Directions → Find every line in the records below that holds the word "leaf" and copy it.
##### Data for processing
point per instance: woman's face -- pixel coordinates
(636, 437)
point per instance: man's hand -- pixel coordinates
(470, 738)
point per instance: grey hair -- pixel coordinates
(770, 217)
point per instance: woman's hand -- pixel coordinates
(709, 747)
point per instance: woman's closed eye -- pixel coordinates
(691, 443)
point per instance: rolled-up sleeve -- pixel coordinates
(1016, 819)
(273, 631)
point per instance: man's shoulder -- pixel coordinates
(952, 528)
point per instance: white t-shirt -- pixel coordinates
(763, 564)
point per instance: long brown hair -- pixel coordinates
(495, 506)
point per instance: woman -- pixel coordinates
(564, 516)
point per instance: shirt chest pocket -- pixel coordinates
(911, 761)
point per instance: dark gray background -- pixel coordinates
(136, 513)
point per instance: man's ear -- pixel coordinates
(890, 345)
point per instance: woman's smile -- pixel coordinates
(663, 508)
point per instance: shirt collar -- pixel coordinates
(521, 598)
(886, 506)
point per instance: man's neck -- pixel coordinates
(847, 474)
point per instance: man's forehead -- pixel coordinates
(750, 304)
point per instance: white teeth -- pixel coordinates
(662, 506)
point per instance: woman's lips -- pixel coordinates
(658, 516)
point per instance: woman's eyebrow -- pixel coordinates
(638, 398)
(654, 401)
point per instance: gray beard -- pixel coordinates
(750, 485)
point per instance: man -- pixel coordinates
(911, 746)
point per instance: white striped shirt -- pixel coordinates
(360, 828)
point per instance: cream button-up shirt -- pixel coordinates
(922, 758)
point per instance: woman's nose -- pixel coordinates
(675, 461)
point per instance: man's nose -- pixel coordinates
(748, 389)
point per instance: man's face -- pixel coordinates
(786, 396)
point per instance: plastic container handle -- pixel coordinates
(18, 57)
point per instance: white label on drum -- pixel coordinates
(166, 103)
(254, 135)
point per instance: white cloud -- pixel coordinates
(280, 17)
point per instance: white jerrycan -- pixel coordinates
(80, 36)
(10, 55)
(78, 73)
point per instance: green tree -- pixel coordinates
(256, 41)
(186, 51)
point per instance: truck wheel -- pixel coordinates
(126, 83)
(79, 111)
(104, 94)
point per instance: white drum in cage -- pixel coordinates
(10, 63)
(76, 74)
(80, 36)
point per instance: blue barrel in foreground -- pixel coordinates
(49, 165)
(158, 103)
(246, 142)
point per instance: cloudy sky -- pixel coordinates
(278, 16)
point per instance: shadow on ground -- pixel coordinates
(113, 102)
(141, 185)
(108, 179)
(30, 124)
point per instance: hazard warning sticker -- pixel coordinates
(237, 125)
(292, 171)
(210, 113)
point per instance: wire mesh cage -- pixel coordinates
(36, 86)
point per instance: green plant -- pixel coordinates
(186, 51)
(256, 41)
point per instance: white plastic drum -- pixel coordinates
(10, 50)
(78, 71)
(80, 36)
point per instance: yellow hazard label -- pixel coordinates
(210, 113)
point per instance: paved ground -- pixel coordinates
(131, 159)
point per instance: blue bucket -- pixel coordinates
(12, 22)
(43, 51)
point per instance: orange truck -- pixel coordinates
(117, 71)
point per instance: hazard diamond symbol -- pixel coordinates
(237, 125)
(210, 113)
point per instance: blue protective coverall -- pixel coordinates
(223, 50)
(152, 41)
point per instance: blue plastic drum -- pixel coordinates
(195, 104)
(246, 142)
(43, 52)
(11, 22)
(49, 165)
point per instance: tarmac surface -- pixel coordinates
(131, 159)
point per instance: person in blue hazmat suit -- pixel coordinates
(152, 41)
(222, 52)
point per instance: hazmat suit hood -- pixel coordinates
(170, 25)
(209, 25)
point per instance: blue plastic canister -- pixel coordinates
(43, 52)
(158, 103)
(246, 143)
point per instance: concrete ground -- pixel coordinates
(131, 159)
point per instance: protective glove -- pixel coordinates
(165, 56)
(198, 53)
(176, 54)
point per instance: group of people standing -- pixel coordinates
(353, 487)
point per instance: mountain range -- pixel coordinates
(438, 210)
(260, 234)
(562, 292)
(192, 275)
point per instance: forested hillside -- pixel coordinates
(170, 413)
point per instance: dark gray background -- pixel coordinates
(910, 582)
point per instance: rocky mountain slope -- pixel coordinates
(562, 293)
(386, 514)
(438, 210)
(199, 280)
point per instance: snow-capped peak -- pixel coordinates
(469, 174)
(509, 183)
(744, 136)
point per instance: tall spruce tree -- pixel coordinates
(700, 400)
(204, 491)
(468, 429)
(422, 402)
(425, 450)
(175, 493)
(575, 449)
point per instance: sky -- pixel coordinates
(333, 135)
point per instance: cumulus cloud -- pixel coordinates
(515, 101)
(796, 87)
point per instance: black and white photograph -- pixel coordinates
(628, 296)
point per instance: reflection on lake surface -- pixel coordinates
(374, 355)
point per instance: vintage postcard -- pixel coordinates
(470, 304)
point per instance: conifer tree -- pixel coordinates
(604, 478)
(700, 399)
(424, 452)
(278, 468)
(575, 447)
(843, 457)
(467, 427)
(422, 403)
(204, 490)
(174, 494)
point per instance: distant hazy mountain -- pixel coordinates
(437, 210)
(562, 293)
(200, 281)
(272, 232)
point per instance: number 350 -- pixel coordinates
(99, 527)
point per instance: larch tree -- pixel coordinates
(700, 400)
##########
##### Data for processing
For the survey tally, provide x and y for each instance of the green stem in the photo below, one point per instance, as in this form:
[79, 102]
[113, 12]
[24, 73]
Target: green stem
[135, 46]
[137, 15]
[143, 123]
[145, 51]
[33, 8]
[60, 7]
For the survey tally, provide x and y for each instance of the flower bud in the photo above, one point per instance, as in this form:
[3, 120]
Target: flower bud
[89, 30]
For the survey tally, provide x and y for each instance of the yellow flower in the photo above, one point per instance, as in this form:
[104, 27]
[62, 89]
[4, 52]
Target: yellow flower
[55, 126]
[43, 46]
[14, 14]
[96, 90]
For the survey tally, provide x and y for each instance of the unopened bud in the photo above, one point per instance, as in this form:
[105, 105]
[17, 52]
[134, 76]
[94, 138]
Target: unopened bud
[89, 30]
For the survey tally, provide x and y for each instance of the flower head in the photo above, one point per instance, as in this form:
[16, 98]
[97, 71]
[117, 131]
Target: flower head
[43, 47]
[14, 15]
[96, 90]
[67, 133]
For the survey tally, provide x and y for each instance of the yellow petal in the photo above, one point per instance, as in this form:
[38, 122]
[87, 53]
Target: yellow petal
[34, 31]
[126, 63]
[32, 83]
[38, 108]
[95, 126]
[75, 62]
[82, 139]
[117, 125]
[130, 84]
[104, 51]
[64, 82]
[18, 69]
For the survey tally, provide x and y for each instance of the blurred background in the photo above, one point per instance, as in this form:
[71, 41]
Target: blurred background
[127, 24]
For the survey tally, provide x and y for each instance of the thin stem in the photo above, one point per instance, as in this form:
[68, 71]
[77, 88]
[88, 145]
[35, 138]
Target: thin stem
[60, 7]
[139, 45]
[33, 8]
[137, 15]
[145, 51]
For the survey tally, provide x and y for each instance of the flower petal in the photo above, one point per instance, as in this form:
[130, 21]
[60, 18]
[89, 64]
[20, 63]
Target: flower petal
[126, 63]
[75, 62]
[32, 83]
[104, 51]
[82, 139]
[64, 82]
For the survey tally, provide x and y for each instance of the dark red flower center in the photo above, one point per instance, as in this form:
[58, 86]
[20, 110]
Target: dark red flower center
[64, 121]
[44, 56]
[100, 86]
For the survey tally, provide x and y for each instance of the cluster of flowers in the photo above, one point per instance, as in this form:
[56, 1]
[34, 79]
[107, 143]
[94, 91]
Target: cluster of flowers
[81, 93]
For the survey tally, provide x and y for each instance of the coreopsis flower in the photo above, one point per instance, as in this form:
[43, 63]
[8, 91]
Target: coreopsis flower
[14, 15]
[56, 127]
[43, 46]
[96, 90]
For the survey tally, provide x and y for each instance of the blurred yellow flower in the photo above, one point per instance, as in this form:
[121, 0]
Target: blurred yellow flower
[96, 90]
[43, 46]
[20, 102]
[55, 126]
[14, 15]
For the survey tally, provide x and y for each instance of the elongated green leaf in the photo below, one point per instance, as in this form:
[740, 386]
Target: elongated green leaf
##########
Task output →
For the survey tally, provide x and y for each instance of the elongated green leaf in the photo below, one point per instance, as in this form:
Target: elongated green leaf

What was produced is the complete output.